El sentido de la penitencia
Desde que el Marqués de Sade describió algunas delirantes escenas sadomasoquistas ambientadas en lóbregos monasterios, son muchas las ocasiones en que las prácticas sadomasoquistas han estado inspiradas en una cierta ambientación religiosa. Ayuda a ello no sólo la indumentaria (¡cuán efectiva no puede resultar que un Ama dirija una escena vestida de madre superiora!), sino también ciertas prácticas mortificantes que han formado parte de la historia misma de la religión cristiana y que a lo largo de los siglos han servido para que muchos penitentes tengan la sensación de haberse acercado, un poco más, a Dios. En este post vamos a ver cómo dos de las prácticas que habitualmente suelen utilizarse en las prácticas sadomasoquistas (flagelación y cilicio) están íntimamente ligada a la historia del cristianismo.
Penitencia y cilicio
Según la teoría cristiana, la penitencia corporal tiene una finalidad y es la de acercar al creyente a los sufrimientos que Jesucristo experimentó en el Calvario. Los grados de penitencia corporal que recogen las enseñanzas catequéticas son muchos y van desde al ayuno a la peregrinación pasando por dormir en el suelo, darse una ducha helada, cargar con alguna imagen durante una procesión de Semana Santa o por la ejecución de ciertas prácticas en las que el penitente se auto-inflige algún tipo de castigo físico. Entre estas últimas sobresalen el uso de flagelos y de cilicios.

◆ Material proporcionado:
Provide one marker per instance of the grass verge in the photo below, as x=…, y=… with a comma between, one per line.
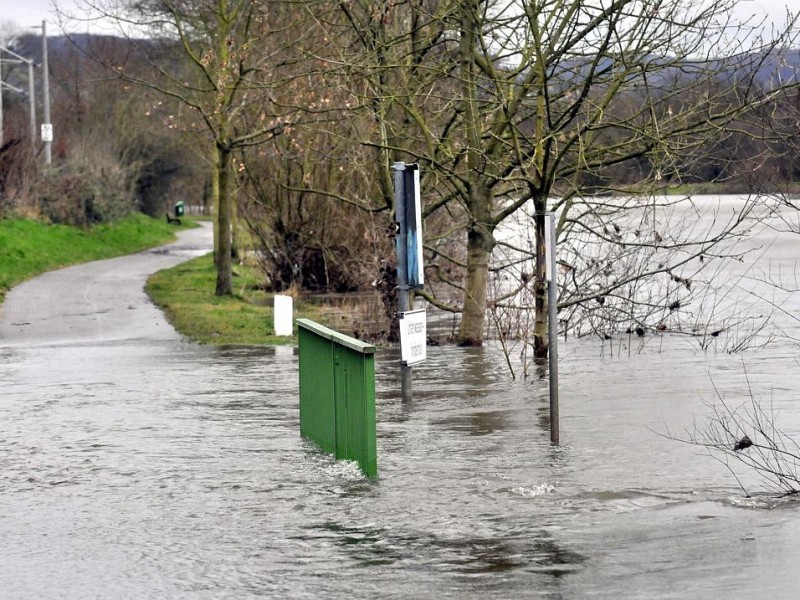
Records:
x=28, y=248
x=186, y=294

◆ Tareas por realizar:
**A)** Indica si cada afirmación coincide con el texto sobre la penitencia y responde sí o no, citando literalmente las palabras del texto que lo deciden: (i) la penitencia corporal tiene como fin acercar al creyente a los sufrimientos de Jesucristo en el Calvario; (ii) el ayuno queda fuera de los grados de penitencia corporal que recogen las enseñanzas catequéticas; (iii) el texto anuncia que examinará tres prácticas sadomasoquistas ligadas a la historia del cristianismo.
**B)** Escribe la continuación del texto sobre la penitencia desde el punto en que termina.

◆ Resultados obtenidos:
**A)**
(i) Sí: «tiene una finalidad y es la de acercar al creyente a los sufrimientos que Jesucristo experimentó en el Calvario».
(ii) No: «van desde al ayuno a la peregrinación».
(iii) No: «vamos a ver cómo dos de las prácticas que habitualmente suelen utilizarse en las prácticas sadomasoquistas (flagelación y cilicio) están íntimamente ligada a la historia del cristianismo».

**B)**
Se dice que tradicionalmente el cilicio era una camisa o túnica hecha de una tela áspera hecha de pelo de cabra de Cilicia (de ahí su nombre). Cilicia era una provincia romana ubicada en el sureste del Asia Menor, en una zona que hoy correspondería a la península de Anatolia. Ahí se criaban las cabras de la que se obtenía la basta tela que servía para crear camisas que, al igual que las de arpillera o de pelo de camello, servía para realizar penitencia corporal.
La tradición dice que hay que responsabilizar a Santa Catalina de Siena de la creación del cilicio como instrumento de penitencia consistente en una cadena metálica o un collar, también de metal, con puntas. A Santa Catalina de Siena parece que hay que responsabilizar también de la difusión del uso del cilicio como disciplina de mortificación religiosa corporal que, además de buscar el acercamiento a Dios, servía para dominar la sensualidad y sus arrebatos.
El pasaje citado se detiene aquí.